* **Required actions**:
1. Copy the passage of the committee hearing transcript from "We’re not able" up to and including "from your phone?".
2. Write what comes next in the committee hearing transcript on coal bed methane, starting right after its final sentence.

* **Provided text**:
We’re not able to put our hand on our heart and say today that we have reserves. We are able to put our hand on our heart and say that we have significant potential.


            THE CHAIR: Excuse me, you took a photograph. (Interruption) Can you please delete that from your phone?


            SANDY MACMULLIN: We do have one company actively pursuing coal gas in the Foord seam in the Pictou area, and that’s East Coast Energy.


            ELIZABETH SMITH-MCCROSSIN: Does the 2014 legislation prevent coal bed methane development, and is the extraction method different from shale gas?


            SIMON D’ENTREMONT: I can take that one and you can jump in afterward. Coal bed methane is not covered by the moratorium that covers high-pressure hydraulic fracturing in shale. The two main issues there: it needs to be in shale, and it needs to be high pressure. There are other types of fracturing that can use nitrogen gas or in coal beds, for example, and those are currently allowed.


            SANDY MACMULLIN: The only thing I would say is that, as Simon said, you often find that you need different kinds of mediums in order to stimulate gas production from coal. It is not the intensity of high-volume hydraulic fracturing that gave rise to the public outcry back in the 2010s. It’s often nitrogen that’s used, and as we know, the air is about 79 per cent nitrogen.

* **Extracted data**:
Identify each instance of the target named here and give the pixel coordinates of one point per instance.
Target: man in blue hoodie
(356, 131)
==
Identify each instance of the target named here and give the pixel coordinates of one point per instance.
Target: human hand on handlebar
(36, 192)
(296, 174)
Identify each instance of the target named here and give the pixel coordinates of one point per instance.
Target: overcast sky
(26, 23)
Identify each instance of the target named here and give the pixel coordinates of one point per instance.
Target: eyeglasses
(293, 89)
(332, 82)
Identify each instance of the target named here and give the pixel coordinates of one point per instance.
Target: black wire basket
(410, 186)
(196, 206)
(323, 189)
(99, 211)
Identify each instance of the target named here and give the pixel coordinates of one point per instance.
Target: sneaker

* **Results of the tasks**:
1.
We’re not able to put our hand on our heart and say today that we have reserves. We are able to put our hand on our heart and say that we have significant potential.


            THE CHAIR: Excuse me, you took a photograph. (Interruption) Can you please delete that from your phone?

2.
            There’s a fear that sometimes if you use water, it will plug up the existing natural fractured system - in coal you have primary cleats and secondary cleats. It’s already fractured. It is not something that has been banned, the same as hydro fracking for freshwater and for geothermal. Those things are not banned.


            THE CHAIR: Ms. Roberts.


            LISA ROBERTS: Thank you. I welcome this opportunity to ask some questions. It seems to me that the conversation about fracking after the Wheeler report went quiet for a number of years. We invested a lot of time - I think Nova Scotians across the province invested a lot of their energy and their goodwill to participate in a process that arrived at a conclusion, and for a time, that conclusion was accepted.


            It seems to me that the question of fracking is back on the table and back in public conversation, largely as a result of the publication of the Nova Scotia Onshore Petroleum Atlas. I’m wondering, given the juncture we’re at, and given the increased and ever- increasing public anxiety around climate change and the science around how dramatically and how urgently we need to be transitioning to a green low-carbon future, including as it relates to energy, can you share if similar scoping or opportunity documents have been prepared for renewable energies? Where is the solar or wind or tidal atlas that Nova Scotia has put public resources into producing?


            SIMON D’ENTREMONT: Certainly, we have a tidal strategy. We have a lot of policy work that has been done within the province to try to quantify the size of the tidal resource, for example. We do have a decent understanding of the size of our solar resource which we’re looking to exploit. Interestingly enough, some people don’t think solar is a good option for us because we’re not a sunny climate, but Germany has 30 per cent less sun than we do and produces 8 per cent of their energy from solar.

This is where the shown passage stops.